◆ RECORDS PROVIDED
========================

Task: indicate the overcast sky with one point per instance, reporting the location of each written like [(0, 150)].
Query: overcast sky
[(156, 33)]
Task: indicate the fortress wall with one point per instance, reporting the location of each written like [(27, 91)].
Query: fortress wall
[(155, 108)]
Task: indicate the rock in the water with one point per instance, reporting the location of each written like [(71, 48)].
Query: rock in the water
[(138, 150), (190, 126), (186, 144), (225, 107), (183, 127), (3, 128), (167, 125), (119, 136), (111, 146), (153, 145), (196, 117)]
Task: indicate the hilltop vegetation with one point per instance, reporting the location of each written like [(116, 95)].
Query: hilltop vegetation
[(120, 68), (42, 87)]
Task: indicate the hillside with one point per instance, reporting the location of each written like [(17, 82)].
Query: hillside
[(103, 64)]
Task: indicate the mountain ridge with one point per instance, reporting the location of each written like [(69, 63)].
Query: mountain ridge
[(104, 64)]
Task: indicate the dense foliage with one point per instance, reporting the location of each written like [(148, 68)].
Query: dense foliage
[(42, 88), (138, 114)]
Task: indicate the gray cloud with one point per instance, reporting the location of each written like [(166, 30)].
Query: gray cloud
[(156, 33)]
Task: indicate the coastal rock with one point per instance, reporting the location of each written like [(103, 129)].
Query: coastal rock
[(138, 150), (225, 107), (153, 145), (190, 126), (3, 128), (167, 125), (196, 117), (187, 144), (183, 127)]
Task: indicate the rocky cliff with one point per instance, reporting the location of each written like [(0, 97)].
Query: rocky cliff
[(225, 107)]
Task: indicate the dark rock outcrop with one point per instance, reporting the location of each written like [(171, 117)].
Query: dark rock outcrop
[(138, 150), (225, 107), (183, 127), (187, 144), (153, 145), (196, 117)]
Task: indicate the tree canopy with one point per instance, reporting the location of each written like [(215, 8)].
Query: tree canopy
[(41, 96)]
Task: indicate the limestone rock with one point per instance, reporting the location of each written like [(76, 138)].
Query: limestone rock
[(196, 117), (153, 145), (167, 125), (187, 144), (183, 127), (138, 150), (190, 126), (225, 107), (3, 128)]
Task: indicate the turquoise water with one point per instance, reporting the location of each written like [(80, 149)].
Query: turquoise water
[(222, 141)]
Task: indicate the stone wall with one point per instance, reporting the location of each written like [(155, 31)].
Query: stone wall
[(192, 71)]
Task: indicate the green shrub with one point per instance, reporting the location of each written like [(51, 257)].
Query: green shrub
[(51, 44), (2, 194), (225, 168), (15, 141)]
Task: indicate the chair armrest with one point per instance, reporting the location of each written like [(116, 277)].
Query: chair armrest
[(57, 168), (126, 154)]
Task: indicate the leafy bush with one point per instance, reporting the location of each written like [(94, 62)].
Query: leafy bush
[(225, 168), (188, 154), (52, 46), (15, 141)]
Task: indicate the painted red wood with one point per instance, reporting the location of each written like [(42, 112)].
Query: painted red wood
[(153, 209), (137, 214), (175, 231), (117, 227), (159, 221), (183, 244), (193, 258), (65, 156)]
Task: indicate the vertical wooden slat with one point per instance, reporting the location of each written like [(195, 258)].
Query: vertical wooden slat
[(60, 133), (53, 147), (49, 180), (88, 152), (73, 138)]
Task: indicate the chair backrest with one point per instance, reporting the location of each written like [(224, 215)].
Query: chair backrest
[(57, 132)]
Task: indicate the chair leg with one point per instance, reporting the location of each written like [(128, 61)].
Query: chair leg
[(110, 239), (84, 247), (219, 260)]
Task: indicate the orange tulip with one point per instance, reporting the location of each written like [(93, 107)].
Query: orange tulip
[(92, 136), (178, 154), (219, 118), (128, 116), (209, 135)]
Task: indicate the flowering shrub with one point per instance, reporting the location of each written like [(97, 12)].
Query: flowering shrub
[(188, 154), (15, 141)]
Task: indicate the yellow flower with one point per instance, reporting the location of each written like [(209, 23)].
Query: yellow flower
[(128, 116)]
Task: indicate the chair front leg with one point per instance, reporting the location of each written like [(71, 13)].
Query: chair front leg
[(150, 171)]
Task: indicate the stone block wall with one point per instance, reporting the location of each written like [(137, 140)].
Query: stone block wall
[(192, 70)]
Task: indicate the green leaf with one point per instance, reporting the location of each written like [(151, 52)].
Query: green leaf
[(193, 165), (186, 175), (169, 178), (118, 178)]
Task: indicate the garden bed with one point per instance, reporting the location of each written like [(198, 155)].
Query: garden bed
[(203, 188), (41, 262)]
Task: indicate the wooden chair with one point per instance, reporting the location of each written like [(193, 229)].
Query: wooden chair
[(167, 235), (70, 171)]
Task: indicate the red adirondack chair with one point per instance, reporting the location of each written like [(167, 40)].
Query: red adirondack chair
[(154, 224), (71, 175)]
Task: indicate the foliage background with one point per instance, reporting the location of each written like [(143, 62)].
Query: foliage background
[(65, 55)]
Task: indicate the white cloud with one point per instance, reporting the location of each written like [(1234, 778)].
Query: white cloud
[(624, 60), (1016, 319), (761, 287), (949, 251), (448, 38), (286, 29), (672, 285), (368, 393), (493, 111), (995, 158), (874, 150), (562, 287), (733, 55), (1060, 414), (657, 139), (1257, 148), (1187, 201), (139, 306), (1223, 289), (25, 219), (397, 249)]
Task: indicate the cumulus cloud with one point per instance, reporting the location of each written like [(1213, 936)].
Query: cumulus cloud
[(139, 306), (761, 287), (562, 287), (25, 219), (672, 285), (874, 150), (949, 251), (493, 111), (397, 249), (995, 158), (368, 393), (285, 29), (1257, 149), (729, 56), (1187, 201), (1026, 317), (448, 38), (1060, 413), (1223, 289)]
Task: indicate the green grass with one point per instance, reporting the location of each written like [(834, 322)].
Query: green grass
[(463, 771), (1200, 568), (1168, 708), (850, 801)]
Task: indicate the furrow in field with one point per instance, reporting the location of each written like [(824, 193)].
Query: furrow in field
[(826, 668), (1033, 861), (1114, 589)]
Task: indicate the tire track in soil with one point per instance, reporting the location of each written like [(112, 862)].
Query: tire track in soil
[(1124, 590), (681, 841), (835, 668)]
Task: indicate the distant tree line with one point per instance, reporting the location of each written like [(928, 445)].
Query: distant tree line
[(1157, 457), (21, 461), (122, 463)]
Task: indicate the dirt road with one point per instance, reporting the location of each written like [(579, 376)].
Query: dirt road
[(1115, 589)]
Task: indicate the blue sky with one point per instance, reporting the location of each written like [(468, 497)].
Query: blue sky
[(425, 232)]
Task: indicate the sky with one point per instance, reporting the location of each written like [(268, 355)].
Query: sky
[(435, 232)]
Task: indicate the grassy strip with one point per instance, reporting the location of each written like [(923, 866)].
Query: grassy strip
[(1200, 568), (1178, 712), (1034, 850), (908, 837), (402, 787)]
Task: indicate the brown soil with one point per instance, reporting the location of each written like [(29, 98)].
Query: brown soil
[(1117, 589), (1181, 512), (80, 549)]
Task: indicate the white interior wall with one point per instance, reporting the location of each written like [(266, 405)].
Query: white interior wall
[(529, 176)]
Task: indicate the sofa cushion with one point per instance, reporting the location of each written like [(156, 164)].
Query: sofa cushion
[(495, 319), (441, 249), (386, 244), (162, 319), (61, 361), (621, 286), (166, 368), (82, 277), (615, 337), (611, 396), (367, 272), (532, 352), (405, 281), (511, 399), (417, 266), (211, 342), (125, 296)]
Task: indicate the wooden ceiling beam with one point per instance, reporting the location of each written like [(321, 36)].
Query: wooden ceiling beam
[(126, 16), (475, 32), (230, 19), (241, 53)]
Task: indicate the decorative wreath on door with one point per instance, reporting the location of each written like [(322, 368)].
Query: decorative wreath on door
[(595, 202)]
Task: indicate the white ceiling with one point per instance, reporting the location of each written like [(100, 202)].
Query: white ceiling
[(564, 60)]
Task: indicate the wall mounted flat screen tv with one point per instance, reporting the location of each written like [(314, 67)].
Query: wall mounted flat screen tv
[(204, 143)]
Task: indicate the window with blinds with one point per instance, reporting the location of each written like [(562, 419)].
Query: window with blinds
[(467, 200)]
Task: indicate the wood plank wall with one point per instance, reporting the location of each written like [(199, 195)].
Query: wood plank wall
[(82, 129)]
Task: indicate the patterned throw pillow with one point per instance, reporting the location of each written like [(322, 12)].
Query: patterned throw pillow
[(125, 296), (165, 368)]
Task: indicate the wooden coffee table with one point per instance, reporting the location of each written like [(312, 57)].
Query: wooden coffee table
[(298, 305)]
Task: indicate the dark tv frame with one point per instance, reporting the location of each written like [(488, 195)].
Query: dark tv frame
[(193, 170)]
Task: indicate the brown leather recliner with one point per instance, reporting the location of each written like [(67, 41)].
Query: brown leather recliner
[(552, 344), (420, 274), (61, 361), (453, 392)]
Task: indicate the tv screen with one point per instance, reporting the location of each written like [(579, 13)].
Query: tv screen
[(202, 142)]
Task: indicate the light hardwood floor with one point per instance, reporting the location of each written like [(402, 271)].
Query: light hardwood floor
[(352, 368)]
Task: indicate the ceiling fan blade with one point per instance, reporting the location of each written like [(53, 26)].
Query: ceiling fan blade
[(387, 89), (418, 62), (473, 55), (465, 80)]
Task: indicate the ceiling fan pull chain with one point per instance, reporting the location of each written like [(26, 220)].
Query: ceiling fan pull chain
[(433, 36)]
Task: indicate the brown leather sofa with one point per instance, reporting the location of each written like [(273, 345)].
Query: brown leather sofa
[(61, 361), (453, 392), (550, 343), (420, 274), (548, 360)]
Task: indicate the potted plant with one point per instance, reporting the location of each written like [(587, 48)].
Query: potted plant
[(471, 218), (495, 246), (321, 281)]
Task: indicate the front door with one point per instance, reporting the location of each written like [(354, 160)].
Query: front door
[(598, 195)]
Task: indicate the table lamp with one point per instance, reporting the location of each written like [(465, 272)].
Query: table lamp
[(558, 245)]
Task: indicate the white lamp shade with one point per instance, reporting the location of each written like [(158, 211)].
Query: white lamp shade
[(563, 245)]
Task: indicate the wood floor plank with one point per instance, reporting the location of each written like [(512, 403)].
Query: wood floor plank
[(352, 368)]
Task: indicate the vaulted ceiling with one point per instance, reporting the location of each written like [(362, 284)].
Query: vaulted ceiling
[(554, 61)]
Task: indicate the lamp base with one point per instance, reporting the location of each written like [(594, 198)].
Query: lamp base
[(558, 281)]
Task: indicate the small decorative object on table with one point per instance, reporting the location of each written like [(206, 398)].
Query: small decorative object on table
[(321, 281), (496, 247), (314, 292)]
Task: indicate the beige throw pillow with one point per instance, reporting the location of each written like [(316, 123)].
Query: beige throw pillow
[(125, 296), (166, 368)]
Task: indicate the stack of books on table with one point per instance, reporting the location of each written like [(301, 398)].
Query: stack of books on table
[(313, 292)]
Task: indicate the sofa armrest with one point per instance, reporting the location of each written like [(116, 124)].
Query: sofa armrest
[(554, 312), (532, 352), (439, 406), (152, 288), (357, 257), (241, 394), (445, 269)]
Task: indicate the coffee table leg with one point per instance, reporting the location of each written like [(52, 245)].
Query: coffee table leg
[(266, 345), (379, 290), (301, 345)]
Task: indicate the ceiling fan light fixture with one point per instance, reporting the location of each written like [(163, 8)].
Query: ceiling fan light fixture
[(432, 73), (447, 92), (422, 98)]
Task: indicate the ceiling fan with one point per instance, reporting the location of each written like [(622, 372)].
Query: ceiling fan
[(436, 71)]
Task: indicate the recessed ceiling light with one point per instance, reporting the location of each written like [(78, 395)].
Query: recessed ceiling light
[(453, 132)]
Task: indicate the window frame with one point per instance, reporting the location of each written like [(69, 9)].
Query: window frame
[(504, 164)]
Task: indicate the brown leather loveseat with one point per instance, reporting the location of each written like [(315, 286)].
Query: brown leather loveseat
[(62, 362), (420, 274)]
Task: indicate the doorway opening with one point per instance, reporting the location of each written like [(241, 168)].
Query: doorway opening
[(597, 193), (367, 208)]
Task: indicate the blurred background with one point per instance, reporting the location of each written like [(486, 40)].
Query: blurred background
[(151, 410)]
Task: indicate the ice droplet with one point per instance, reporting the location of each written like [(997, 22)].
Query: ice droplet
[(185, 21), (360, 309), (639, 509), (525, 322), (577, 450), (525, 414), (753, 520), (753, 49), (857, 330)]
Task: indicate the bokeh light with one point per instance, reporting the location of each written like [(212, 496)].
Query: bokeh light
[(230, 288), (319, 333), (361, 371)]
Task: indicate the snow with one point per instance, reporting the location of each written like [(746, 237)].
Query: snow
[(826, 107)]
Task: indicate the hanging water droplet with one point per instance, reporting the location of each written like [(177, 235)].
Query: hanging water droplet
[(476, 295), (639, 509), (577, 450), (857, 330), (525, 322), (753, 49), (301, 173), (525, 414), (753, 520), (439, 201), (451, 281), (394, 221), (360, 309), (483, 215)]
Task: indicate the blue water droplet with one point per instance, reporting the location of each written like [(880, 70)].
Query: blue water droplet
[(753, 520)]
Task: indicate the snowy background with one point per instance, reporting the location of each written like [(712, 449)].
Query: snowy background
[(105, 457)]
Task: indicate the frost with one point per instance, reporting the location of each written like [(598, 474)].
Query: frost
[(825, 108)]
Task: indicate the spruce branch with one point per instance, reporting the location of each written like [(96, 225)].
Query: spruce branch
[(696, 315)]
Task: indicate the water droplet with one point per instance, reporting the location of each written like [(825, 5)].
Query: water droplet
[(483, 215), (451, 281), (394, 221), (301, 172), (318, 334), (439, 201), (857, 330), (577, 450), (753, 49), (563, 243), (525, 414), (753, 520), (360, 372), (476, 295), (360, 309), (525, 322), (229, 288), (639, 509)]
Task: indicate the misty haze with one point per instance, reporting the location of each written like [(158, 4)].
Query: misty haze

========================

◆ WORK INSTRUCTIONS
Could you work out how many lines in the records include "misty"? Answer with the number only.

◆ RESULT OF THE TASK
2